■ PASSAGE SHOWN
○ ○ ○ ○ ○
Performance should be defined in terms of output, not throughput. To businesspeople, efficiency of the solution has nothing to do with machine throughput, storage density, cache hits, or clever use of threads. Instead, the desired effect is to improve turnaround time, create a more fact-based domain for decision making, and turn personal discovery into organizational learning. Slice-and-dice and drill-down tools are only a piece of the puzzle. The different perspectives provide a good example of "doing things right or doing the right thing." Unless the tools can contribute to a meaningful change in the nature of the work, they accomplish little in the long run.
One of the current industry buzzwords is "closed-loop decision support," which is meant to describe the interoperability of analytic processes with operational ones -- for example, the ability to explore a customer database to uncover desirable (or undesirable) attributes and to immediately dispatch an action, such as creation of a mailing list. In our practice, we consider all decision-support systems incomplete unless they can "close the loop." Analysis of sales results is only useful to a point. The engine of value creation in DSS is the linking of the analysis to discussion, consensus, action, and results in a systematic way. Only those tools that can cooperate with workflow, the new "push" technologies, and alternative access methods and operational systems are capable. Single-platform technologies; closed, proprietary front ends; arcane 4GL languages; weak platform support; and obsolete architectures are the enemy. Pretty screens, nice charts, simple navigation, and adherence to "standards" can easily divert your attention.
In the thin OLAP model, with each request for data -- whether an original template or a drill, pivot, or slice operation -- a new request is dispatched to the database for processing, and the resulting data for display is returned to the client. This avoids building the "cube" on the client completely, requiring instead that the database perform the joins, aggregations, and calculations, returning only the final result for display. DSS/Agent (in two-tier mode) is a good example of this arrangement. Obviously, the "fat" OLAP model can look very much like this when the query is simple, but the difference between the approaches becomes more marked as the magnitude of the sampled data increases.
If viewed from the technical perspective, fat OLAP may look like a better bet with a growing community of clients, relieving the database server from escalating loads of complex queries. In fact, the criticism most often applied to the thin OLAP model is that it can crush the database over time. But this analysis is too limited. The fat OLAP model is very useful for certain kinds of analysis, but it falls apart completely for some very common problems. Unfortunately, the distinction between these types of queries is subtle, and the lack of understanding stems from taking a purely technical perspective.
○ ○ ○ ○ ○
Collection entries:

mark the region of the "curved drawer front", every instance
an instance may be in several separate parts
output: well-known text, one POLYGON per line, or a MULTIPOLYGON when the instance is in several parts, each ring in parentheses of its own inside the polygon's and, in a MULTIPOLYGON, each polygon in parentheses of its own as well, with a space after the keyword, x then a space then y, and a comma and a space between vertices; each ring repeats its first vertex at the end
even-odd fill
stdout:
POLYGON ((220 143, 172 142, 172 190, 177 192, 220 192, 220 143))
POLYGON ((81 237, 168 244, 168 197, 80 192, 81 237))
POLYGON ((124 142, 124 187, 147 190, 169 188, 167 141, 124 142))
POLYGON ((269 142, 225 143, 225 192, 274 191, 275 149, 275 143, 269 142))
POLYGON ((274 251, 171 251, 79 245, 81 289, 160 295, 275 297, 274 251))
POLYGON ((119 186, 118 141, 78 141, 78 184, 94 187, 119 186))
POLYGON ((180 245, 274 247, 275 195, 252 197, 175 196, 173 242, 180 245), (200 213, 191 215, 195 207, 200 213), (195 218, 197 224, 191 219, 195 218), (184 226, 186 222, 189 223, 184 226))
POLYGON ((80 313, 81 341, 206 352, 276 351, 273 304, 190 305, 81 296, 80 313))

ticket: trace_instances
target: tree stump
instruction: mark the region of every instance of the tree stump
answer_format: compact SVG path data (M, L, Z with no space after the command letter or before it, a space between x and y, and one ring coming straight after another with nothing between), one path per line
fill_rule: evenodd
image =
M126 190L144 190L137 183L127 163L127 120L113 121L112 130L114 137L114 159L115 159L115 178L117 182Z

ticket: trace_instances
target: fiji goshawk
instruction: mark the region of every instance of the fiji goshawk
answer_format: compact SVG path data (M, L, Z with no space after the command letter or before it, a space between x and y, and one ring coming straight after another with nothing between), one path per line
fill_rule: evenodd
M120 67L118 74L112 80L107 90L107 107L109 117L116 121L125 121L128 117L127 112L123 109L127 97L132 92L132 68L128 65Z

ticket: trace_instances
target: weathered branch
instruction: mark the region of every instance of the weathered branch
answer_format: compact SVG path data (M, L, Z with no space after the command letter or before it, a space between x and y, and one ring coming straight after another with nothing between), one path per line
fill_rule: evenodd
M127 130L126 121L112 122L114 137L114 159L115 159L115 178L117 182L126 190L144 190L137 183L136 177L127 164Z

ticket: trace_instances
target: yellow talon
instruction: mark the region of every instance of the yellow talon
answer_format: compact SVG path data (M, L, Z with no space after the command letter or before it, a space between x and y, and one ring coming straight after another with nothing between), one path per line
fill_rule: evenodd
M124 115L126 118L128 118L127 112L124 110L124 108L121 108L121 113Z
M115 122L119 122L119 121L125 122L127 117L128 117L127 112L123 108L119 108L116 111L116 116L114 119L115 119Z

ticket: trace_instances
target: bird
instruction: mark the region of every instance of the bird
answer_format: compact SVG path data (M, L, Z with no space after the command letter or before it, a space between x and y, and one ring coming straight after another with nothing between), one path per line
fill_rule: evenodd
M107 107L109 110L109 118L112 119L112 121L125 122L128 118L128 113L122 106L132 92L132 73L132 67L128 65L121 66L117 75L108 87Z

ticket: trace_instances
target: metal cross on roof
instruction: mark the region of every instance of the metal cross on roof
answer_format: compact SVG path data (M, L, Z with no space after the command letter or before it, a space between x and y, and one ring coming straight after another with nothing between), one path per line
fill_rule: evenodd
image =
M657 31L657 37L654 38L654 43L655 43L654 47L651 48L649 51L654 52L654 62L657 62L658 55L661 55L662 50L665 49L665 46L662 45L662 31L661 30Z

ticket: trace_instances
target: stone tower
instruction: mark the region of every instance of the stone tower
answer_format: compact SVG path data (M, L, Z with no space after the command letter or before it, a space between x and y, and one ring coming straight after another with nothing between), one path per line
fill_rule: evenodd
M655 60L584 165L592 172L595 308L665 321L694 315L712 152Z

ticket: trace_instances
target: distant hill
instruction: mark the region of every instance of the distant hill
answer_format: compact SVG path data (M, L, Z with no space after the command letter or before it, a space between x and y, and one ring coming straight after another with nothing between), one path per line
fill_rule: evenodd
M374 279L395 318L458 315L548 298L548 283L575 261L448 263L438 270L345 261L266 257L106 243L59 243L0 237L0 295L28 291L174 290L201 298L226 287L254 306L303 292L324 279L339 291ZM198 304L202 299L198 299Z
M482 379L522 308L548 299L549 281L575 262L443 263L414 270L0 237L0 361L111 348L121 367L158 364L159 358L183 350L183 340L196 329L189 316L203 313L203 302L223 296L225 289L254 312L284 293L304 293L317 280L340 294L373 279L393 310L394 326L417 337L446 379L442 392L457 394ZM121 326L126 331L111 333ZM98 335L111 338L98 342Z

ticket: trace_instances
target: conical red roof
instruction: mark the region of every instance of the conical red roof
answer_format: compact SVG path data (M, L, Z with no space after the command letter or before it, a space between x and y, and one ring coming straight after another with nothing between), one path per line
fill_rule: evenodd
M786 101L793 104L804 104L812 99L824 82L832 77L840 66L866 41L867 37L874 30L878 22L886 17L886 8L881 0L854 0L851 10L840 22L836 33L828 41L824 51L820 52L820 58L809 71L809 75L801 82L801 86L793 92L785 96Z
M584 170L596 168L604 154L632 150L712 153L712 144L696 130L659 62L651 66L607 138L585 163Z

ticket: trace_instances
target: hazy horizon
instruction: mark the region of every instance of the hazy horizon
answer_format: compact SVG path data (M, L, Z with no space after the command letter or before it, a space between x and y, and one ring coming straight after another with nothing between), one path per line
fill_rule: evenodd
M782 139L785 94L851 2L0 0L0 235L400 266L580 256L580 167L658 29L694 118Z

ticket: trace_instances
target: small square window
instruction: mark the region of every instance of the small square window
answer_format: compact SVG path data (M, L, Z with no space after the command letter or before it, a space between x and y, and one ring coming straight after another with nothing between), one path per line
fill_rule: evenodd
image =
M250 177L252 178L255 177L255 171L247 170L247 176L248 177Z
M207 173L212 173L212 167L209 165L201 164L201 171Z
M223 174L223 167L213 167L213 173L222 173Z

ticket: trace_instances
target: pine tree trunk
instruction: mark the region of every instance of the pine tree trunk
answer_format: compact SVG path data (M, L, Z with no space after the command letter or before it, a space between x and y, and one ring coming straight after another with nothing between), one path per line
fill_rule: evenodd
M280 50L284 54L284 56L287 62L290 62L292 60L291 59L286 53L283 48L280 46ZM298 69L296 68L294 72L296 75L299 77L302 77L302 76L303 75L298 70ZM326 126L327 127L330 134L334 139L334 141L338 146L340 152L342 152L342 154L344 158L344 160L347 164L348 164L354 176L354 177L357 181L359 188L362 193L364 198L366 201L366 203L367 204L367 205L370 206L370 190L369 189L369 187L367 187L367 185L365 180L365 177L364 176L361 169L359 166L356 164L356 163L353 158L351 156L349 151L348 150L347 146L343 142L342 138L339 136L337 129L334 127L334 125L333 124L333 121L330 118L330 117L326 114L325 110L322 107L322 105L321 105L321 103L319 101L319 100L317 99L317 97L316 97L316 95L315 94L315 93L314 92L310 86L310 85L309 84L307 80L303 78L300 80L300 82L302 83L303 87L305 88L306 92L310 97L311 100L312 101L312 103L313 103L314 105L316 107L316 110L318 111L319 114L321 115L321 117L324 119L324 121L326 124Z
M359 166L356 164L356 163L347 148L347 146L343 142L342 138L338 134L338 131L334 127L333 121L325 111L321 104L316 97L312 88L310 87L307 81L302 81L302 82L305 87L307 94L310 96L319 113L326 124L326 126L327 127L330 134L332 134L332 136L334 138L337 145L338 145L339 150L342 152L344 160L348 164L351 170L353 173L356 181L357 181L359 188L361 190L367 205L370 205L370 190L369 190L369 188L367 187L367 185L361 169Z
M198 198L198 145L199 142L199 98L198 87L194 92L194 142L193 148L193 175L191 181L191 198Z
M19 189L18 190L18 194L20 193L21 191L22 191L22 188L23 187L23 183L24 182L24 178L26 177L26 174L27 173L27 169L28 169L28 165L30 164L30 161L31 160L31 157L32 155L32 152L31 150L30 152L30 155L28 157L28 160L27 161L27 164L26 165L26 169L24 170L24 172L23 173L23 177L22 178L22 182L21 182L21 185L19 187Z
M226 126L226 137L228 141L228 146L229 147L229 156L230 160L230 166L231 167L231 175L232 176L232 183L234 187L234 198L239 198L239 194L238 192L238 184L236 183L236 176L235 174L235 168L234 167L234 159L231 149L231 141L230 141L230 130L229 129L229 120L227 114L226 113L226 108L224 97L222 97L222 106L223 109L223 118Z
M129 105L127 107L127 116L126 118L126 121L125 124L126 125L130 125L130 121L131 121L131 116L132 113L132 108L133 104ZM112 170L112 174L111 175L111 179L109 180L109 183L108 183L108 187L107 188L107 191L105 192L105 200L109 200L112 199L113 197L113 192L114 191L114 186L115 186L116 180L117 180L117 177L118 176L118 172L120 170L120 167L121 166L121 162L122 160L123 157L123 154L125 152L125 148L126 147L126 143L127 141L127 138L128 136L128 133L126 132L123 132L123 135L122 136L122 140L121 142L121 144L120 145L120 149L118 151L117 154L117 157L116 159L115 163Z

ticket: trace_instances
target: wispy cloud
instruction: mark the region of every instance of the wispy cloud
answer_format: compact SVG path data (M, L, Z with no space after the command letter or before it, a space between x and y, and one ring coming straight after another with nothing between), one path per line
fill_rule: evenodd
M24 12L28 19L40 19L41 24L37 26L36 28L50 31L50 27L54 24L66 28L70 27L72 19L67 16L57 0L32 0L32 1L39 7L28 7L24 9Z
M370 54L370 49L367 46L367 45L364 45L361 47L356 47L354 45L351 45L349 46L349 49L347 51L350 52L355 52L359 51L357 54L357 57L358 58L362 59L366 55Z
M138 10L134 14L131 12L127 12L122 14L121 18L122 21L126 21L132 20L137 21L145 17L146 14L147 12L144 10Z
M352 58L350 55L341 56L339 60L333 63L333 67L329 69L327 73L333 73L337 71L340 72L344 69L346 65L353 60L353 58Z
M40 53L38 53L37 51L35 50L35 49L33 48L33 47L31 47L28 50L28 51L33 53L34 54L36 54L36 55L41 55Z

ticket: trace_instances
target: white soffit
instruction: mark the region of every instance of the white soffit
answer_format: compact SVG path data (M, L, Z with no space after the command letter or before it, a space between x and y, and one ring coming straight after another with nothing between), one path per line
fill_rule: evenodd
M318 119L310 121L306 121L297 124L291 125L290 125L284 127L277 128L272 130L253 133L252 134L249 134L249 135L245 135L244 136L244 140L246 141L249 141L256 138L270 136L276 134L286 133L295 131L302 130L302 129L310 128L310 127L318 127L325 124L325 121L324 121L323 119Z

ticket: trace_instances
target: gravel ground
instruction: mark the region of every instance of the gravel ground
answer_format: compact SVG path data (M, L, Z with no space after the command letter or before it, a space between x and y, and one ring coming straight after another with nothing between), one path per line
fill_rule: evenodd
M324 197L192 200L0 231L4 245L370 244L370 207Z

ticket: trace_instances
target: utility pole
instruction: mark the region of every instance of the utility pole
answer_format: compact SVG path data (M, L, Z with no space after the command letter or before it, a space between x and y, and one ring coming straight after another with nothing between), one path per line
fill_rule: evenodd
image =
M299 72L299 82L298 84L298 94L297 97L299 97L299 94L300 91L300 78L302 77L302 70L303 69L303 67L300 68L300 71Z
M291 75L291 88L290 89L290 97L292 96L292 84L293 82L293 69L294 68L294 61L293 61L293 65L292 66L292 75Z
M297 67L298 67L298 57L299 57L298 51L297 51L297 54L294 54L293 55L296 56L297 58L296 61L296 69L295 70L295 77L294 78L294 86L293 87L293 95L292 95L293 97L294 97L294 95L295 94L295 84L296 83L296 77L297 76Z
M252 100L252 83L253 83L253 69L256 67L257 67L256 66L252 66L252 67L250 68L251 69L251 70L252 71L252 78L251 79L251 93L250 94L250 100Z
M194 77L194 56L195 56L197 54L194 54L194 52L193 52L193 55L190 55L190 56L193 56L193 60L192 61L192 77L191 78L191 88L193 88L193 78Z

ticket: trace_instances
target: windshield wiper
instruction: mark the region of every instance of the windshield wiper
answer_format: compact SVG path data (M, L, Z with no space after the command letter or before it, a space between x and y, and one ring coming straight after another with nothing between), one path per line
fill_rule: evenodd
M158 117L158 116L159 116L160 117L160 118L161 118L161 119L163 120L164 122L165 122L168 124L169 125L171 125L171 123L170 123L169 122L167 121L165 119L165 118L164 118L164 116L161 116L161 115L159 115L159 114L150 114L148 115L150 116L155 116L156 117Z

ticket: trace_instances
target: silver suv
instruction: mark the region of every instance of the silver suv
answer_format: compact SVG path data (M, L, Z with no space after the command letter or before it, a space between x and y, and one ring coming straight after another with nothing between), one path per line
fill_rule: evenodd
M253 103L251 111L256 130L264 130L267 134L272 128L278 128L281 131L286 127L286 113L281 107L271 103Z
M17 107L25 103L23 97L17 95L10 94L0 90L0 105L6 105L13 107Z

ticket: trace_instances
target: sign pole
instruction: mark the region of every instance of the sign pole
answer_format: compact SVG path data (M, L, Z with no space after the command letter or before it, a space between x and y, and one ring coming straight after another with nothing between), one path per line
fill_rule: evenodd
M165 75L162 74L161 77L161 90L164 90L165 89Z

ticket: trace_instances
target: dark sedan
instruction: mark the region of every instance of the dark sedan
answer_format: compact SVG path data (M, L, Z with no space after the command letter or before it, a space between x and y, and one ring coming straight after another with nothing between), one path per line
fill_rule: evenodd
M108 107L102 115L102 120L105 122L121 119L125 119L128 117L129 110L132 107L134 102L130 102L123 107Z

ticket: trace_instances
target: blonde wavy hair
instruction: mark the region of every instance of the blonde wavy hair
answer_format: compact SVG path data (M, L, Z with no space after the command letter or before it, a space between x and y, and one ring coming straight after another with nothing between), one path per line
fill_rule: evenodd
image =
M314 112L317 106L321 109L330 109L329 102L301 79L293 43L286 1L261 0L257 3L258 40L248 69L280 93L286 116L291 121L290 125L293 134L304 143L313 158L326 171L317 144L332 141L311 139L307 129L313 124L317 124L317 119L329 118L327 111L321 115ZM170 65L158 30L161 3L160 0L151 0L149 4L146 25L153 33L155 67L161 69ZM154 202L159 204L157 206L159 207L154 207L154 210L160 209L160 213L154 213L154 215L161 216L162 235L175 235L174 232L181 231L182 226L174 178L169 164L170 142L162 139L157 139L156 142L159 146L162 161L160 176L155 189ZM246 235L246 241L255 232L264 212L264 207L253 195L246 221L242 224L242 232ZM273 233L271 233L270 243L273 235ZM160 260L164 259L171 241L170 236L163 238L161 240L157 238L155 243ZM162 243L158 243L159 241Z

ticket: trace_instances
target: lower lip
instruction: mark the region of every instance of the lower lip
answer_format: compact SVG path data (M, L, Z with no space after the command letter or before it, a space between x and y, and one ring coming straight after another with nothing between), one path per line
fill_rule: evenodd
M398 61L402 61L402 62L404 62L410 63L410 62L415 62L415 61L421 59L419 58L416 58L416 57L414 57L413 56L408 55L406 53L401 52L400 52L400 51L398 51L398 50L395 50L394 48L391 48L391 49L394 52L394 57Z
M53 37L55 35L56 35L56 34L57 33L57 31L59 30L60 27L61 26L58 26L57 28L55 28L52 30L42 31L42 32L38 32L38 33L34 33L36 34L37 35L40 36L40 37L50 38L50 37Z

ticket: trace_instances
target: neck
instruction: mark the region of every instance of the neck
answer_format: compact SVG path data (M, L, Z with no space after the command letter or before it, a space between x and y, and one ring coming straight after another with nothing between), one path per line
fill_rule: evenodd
○ ○ ○ ○ ○
■ PARTS OF THE EXERCISE
1. In the passage on decision-support tools, what criticism is most often applied to the thin OLAP model?
2. Write out the stretch of the passage on decision-support tools from "If viewed from" through "purely technical perspective.", substituting "thick OLAP" for "fat OLAP".

■ RESULTS FOR EACH TASK
1. That it can crush the database over time.

2.
If viewed from the technical perspective, thick OLAP may look like a better bet with a growing community of clients, relieving the database server from escalating loads of complex queries. In fact, the criticism most often applied to the thin OLAP model is that it can crush the database over time. But this analysis is too limited. The thick OLAP model is very useful for certain kinds of analysis, but it falls apart completely for some very common problems. Unfortunately, the distinction between these types of queries is subtle, and the lack of understanding stems from taking a purely technical perspective.